**** Document text ****
Reflecting on the impact of the assimilation of entire cultures into a ‘linear orientation’ of European, colonial design, Said (1999) describes feeling dislocated and ‘out of place’. Ahmed (2004) has observed this as a common feeling among queer people navigating a heteronormative society. It follows then that entire peoples navigating a heteronormative, colonial world would feel disjuncture from, or disorientated by, the world. Colonialism globalised heteronormativity by importing and institutionalising homophobia and transphobia, thus eradicating spectrums of genders and sexual identities and producing a world order that ostracised and erased non-European cultures, knowledge, ways of being, and peoples. The impacts of this are visible today, in the millions of people displaced from their homes due to war, instability, and persecution. Most directly, SOGI refugees exist today because of the history of colonialism, fleeing persecution introduced and implemented by Western colonial powers. To put it more perversely, if a SOGI refugee from a former British colony was seeking asylum in the UK, they essentially sought protection from the original perpetrator of their oppression. 

Queer in Neo-colonialism

What ostensibly appears to be a departure from the colonially imposed oppression of queerness, the international community now demonizes countries that persecute queer people (Giametta 2017), leading to, for example, the World Bank withholding funds from countries that criminalise LGBT people (Rao, 2020). Further scrutiny, however, shows how the advancement of LGBT rights in Western countries retains a colonial logic that reproduces the West’s global hegemony. The colonial dichotomy of “civilized” and “barbarous” has been replaced with the dichotomy of “liberal” and “homophobic” (Held, 2017) whereby LGBT rights now symbolise advanced development (Puar, 2013) and, in the Western mind, homophobia is located outside of the West. Observing this phenomenon, Puar (2007) coined the term “homonationalism”.
**** Data lines ****
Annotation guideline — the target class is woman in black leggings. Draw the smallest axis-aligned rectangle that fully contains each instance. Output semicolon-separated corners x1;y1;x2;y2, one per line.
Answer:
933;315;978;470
****
[Work instructions]
1. List every author-and-year citation in the text on colonialism and queer rights, counting the same author with different years as separate entries.
2. According to the text on colonialism and queer rights, which dichotomy replaced the colonial dichotomy of "civilized" and "barbarous"?
3. Write the next part of the text on colonialism and queer rights, picking up right after its final sentence.

[Outputs in order]
1.
Said (1999)
Ahmed (2004)
Giametta (2017)
Rao (2020)
Held (2017)
Puar (2013)
Puar (2007)

2. The dichotomy of "liberal" and "homophobic."

3.
Homonationalism refers to the careful control of queer rights to uphold the dominant social order and sustain racially charged, heteronormative systems of oppression (Detolla, 2021). It is intimately ‘connected with wider neo-colonial and neo-imperialist processes’ (Lubheid, 2008: p. 175), and is observable in migration systems, whereby border controls and immigration management are implemented to reproduce heteronormativity and the neoliberal, capitalist order. As shall presently be explored in the case of SOGI refugees arriving in the UK, homonationalism informs the asylum processes for SOGI refugees in almost all Western countries, by determining who is considered an acceptable queer and, more perversely, which queer bodies deserve to live (Balibar, 2004). Rather than, as the neoliberal narrative alleges, finding liberation in the West after escaping oppression in the Rest, SOGI refugees experience restructured inequalities when arriving in the West (Luibheid, 2008). The West continues to control sexual and gender identities and, as a continuum of colonialism, manipulates queerness to control bodies and nations to reproduce the hegemonic system.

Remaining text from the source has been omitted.